(Ваши задания):
**1.** Когда, согласно тексту, Жорж Санд и Альфред де Мюссе вместе поехали в Венецию?
**2.** Верны ли по тексту эти утверждения? (a) Жорж Санд познакомилась с Мюссе до того, как закончила «Лелию». (b) После разрыва Жорж Санд уехала путешествовать в Альпы. (c) В «Письмах путешественника» напечатаны письма Мюссе к Жорж Санд. Для каждого ответьте «да» или «нет» и приведите решающие слова текста.
**3.** Перечислите все названия книг, которые упомянуты в тексте.

(Текст):
━━━━━━
В октябре 1833 года, вскоре после окончания «Лелии», Жорж Санд познакомилась с Альфредом де Мюссе, и они вместе в марте 1834 года поехали в Венецию. Разрыв произошел довольно быстро, и Жорж Санд отправилась путешествовать в Альпы. Она писала своему покинутому другу длинные послания, которые были напечатаны в «Письмах путешественника». Эти письма являются этапом в идейном развитии Жорж Санд и, в частности, в истории ее борьбы с индивидуализмом. В них возникает образ молодого поэта, очень напоминающий образ Лорана в книге «Она и он». «Ты не осознавал своего величия, и жизнь твоя шла по воле страстей, которые истощали и губили ее… Ты хотел жить за собственный счет и убить свою славу из презрения к людям и ко всему, что с ними связано… Наконец твоему одинокому и полному гордыни сердцу открылась дружба. Ты соблаговолил поверить кому-то другому, кроме самого себя… Ужасная сила владела тобою. «Верните мне мою свободу, – кричал ты, – дайте мне бежать. Разве вы не видите, что я живу и что я молод?» Куда же ты хотел бежать?»
━━━━━━
(Собранные записи):

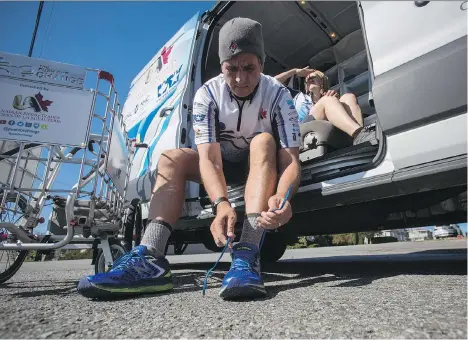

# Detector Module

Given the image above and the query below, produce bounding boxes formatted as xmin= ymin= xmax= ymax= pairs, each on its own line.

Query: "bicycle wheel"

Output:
xmin=0 ymin=193 xmax=28 ymax=284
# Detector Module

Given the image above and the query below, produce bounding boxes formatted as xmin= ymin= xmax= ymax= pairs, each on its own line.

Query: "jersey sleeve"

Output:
xmin=273 ymin=88 xmax=301 ymax=148
xmin=193 ymin=85 xmax=218 ymax=145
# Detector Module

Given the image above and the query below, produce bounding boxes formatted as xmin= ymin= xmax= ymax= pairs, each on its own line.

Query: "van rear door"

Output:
xmin=123 ymin=13 xmax=200 ymax=202
xmin=359 ymin=1 xmax=467 ymax=170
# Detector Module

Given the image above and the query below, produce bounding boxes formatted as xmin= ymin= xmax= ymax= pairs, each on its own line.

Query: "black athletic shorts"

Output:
xmin=223 ymin=157 xmax=249 ymax=185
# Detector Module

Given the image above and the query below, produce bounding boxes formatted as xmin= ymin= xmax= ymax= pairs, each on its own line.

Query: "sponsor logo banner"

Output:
xmin=0 ymin=51 xmax=86 ymax=89
xmin=0 ymin=77 xmax=93 ymax=146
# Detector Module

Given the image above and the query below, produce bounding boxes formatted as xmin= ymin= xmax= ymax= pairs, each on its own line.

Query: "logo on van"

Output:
xmin=229 ymin=41 xmax=237 ymax=53
xmin=13 ymin=92 xmax=53 ymax=112
xmin=193 ymin=114 xmax=206 ymax=123
xmin=161 ymin=46 xmax=173 ymax=65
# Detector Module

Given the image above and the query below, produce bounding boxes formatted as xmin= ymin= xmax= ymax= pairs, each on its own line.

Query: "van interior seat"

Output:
xmin=301 ymin=29 xmax=376 ymax=161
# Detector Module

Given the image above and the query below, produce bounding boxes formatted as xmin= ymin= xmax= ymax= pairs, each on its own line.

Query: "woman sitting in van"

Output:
xmin=275 ymin=67 xmax=375 ymax=145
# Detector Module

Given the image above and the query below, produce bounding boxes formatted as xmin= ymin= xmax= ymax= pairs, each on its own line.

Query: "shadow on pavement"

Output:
xmin=167 ymin=249 xmax=467 ymax=298
xmin=0 ymin=248 xmax=467 ymax=300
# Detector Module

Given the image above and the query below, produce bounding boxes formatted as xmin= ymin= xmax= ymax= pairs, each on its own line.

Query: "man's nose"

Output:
xmin=236 ymin=69 xmax=245 ymax=84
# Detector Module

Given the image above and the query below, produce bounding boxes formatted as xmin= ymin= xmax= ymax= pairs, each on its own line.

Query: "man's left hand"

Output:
xmin=257 ymin=195 xmax=292 ymax=229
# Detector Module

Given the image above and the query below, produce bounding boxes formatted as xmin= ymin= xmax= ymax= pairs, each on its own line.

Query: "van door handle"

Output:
xmin=159 ymin=106 xmax=174 ymax=117
xmin=414 ymin=1 xmax=430 ymax=7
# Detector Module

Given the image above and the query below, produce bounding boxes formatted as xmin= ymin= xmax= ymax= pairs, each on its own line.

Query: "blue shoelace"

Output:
xmin=112 ymin=252 xmax=145 ymax=270
xmin=203 ymin=184 xmax=292 ymax=296
xmin=203 ymin=237 xmax=231 ymax=296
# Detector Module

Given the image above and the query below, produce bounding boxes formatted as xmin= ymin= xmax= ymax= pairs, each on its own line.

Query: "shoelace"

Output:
xmin=203 ymin=184 xmax=292 ymax=296
xmin=232 ymin=257 xmax=252 ymax=271
xmin=203 ymin=237 xmax=231 ymax=296
xmin=112 ymin=252 xmax=145 ymax=270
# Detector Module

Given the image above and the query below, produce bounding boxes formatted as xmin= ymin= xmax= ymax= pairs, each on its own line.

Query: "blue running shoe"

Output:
xmin=77 ymin=246 xmax=174 ymax=299
xmin=219 ymin=243 xmax=267 ymax=300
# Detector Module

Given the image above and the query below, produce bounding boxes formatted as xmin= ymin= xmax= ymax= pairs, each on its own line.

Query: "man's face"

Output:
xmin=305 ymin=73 xmax=323 ymax=92
xmin=221 ymin=53 xmax=263 ymax=97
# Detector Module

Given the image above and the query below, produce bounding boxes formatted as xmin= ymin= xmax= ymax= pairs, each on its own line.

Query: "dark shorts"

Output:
xmin=223 ymin=157 xmax=249 ymax=185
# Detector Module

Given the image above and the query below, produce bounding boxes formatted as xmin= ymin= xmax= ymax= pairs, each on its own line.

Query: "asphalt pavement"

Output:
xmin=0 ymin=240 xmax=467 ymax=339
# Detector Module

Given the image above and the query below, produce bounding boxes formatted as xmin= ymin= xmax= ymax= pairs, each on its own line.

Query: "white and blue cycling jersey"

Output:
xmin=193 ymin=74 xmax=301 ymax=162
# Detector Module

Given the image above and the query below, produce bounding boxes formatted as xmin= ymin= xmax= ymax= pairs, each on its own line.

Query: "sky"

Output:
━━━━━━
(Ответы):
**1.** В марте 1834 года.

**2.**
(a) Нет: «вскоре после окончания «Лелии», Жорж Санд познакомилась с Альфредом де Мюссе».
(b) Да: «Жорж Санд отправилась путешествовать в Альпы».
(c) Нет: «Она писала своему покинутому другу длинные послания, которые были напечатаны в «Письмах путешественника»».

**3.** «Лелия», «Письма путешественника», «Она и он».